** START **
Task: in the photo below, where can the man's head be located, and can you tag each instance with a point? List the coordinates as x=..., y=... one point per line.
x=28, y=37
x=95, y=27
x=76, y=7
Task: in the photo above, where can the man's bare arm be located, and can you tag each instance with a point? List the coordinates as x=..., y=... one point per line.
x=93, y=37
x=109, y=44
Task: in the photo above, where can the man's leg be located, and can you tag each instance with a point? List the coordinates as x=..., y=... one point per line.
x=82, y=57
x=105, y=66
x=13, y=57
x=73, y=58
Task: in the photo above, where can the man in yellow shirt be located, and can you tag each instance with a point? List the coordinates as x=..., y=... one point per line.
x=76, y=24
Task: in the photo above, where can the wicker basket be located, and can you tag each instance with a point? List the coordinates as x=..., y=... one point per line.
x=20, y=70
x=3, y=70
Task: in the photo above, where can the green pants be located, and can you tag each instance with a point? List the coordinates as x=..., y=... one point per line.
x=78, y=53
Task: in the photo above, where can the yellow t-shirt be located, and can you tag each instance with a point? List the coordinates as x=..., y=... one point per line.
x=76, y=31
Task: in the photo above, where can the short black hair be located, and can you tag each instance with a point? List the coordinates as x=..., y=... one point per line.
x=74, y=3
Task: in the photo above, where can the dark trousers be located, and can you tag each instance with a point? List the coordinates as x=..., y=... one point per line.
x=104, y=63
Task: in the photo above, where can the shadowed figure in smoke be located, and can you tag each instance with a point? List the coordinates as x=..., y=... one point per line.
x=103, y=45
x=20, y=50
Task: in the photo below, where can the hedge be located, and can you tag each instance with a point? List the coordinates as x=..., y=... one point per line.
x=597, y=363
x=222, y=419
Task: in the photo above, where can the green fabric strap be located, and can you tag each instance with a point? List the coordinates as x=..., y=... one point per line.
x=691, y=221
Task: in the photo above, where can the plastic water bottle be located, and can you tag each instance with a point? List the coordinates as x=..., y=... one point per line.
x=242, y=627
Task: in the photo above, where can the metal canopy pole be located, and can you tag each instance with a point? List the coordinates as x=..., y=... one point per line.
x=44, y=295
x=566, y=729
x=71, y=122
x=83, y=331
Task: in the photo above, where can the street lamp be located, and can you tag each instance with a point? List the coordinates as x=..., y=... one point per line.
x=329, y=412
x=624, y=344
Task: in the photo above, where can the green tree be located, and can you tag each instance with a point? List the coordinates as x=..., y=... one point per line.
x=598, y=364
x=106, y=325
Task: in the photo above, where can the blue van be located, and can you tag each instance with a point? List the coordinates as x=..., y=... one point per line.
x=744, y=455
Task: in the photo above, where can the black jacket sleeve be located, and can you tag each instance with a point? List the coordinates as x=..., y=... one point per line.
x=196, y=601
** END **
▶ _Objective_
Write out every record above word for word, in the same order.

▶ _Solution to this exercise_
Task: in the photo below, where can the man's head be located, and can you tag each instance with a point? List the coordinates as x=..., y=... one point per line.
x=28, y=37
x=95, y=27
x=76, y=7
Task: in the photo above, where can the man's bare arm be located, and can you tag each instance with a point? List the coordinates as x=..., y=... one point per line.
x=93, y=37
x=109, y=44
Task: in the photo above, where can the man's leg be located, and can you tag each instance with a point? List the coordinates as x=..., y=... one point per line.
x=82, y=57
x=105, y=66
x=13, y=57
x=73, y=58
Task: in the photo above, where can the man in yellow shirt be located, and can you tag each instance with a point? List the coordinates as x=..., y=... one point per line.
x=76, y=24
Task: in the photo above, where can the wicker basket be located, and can you tag each instance with a point? List the coordinates as x=..., y=... one point per line.
x=20, y=70
x=3, y=70
Task: in the photo above, where can the green pants be located, and can you tag each instance with a point? List the coordinates as x=..., y=... one point per line.
x=78, y=53
Task: in the photo above, where can the yellow t-shirt be located, and can you tag each instance with a point? List the coordinates as x=..., y=... one point per line.
x=76, y=31
Task: in the photo above, where can the short black hair be located, and can you tag each instance with a point? List the coordinates as x=..., y=... one point per line.
x=74, y=3
Task: in the photo above, where can the dark trousers be located, and can you tag each instance with a point? List the coordinates as x=..., y=... one point per line.
x=104, y=63
Task: in the photo above, where can the shadowed figure in smoke be located, and can you tag each instance with a point? List the coordinates as x=..., y=... one point per line.
x=103, y=45
x=20, y=50
Task: in the photo below, where can the hedge be located, and can you tag each instance with a point? List the coordinates as x=..., y=... one point per line.
x=597, y=363
x=222, y=419
Task: in the photo above, where can the green fabric strap be located, and can you tag each instance with a point? List the coordinates as x=..., y=... one point per line.
x=691, y=221
Task: in the photo above, where can the plastic water bottle be located, and can you tag each instance with a point? List the coordinates as x=..., y=... one point per line.
x=242, y=627
Task: in the photo above, where can the metal canopy pole be located, and can you tag each instance with a point? List the coordinates as x=..., y=... one point per line.
x=44, y=295
x=566, y=729
x=71, y=122
x=83, y=331
Task: in the photo above, where can the street lamp be located, and can you tag each instance with a point? List the coordinates as x=..., y=... one point per line.
x=329, y=412
x=624, y=344
Task: in the photo above, where can the green tree be located, and can you tag each instance with a point? List the coordinates as x=..., y=... one point per line.
x=598, y=364
x=106, y=325
Task: in the photo above, where can the blue van be located, and can you tag each instance with a point? List the coordinates as x=..., y=... one point per line.
x=744, y=455
Task: in the photo above, where can the black jacket sleeve be located, and can you tag each instance with a point? List the coordinates as x=..., y=... one point per line.
x=196, y=601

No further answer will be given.